INPUT RECORDS Start Marker

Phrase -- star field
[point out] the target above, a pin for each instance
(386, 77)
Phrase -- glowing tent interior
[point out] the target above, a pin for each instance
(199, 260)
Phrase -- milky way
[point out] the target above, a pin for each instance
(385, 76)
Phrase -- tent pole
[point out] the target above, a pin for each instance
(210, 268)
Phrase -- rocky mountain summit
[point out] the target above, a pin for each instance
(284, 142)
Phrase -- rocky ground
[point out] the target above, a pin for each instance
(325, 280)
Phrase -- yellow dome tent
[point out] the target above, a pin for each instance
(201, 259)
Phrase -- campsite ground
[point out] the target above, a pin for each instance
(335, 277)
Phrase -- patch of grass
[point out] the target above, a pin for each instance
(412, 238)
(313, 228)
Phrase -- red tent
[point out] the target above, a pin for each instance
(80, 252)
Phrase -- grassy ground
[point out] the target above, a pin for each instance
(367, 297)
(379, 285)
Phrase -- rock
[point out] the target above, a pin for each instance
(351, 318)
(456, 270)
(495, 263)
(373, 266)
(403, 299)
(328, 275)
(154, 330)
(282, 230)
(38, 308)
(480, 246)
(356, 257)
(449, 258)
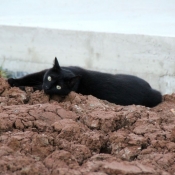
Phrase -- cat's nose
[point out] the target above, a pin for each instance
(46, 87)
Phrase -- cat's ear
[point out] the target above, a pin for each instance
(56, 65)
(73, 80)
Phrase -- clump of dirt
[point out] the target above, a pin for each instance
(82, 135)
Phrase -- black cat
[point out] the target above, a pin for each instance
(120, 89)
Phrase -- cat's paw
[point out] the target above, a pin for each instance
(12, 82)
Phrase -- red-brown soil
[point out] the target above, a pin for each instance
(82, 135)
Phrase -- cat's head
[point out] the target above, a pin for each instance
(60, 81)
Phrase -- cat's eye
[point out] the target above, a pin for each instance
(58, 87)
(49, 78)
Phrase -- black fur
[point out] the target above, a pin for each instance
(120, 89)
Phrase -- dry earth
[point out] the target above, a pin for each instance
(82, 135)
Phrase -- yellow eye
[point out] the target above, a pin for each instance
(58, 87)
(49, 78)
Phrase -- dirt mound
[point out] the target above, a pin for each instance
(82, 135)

INPUT RECORDS End Marker
INPUT RECORDS Start Marker

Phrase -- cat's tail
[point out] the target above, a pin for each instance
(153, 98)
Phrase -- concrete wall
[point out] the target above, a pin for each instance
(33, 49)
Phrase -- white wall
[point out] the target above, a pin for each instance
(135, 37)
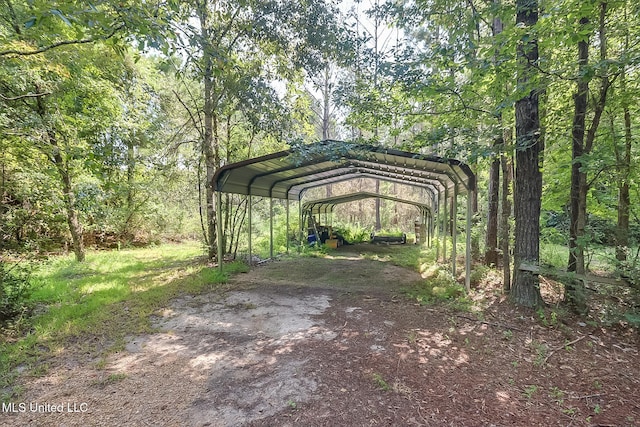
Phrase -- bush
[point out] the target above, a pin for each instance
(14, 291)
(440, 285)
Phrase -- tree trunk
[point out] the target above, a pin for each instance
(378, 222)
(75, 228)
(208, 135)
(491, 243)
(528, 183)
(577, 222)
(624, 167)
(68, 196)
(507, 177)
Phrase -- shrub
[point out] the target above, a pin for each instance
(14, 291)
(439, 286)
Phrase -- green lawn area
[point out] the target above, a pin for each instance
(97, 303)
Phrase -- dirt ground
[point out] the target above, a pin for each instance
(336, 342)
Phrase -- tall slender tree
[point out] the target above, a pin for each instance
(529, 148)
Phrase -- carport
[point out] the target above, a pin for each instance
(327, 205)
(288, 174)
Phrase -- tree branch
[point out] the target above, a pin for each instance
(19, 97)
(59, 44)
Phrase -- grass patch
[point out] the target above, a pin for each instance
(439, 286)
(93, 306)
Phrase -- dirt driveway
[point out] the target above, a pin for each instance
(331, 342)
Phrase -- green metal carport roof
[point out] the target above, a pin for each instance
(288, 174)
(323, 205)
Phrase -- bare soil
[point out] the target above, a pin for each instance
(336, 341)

INPUT RECORDS End Marker

§ **REQUIRED WORK**: Please copy the lines above exactly, starting at the line that holds "Phrase -- red tent" and ending at the line that holds "Phrase -- cat's eye"; include both, but no pictures.

§ **REPLY TO THE EXERCISE**:
Phrase -- red tent
[point out] the target above, a pin for each instance
(80, 252)
Phrase -- grassy ground
[point out] the target above, a pin for each instance
(367, 297)
(379, 285)
Phrase -- rock
[point out] the target above, a pin for each instance
(351, 318)
(456, 270)
(495, 263)
(373, 266)
(403, 299)
(328, 275)
(154, 330)
(282, 230)
(38, 308)
(480, 246)
(356, 257)
(449, 258)
Phrase -- cat's nose
[point out] the target above, a pin for each instance
(46, 87)
Phrase -- cat's ear
[point out] the target above, a pin for each instance
(56, 65)
(73, 80)
Phrase -- clump of dirt
[point out] the target above, a pin for each instance
(82, 135)
Phrase -- black cat
[point out] the target above, a pin for each instance
(120, 89)
Phrase -- cat's paw
[point out] the target above, a pin for each instance
(12, 82)
Phrase -- red-brown soil
[point out] the target above, a pin for each instance
(82, 135)
Phrase -- cat's head
[point out] the target above, a pin for each instance
(60, 81)
Phrase -- cat's eye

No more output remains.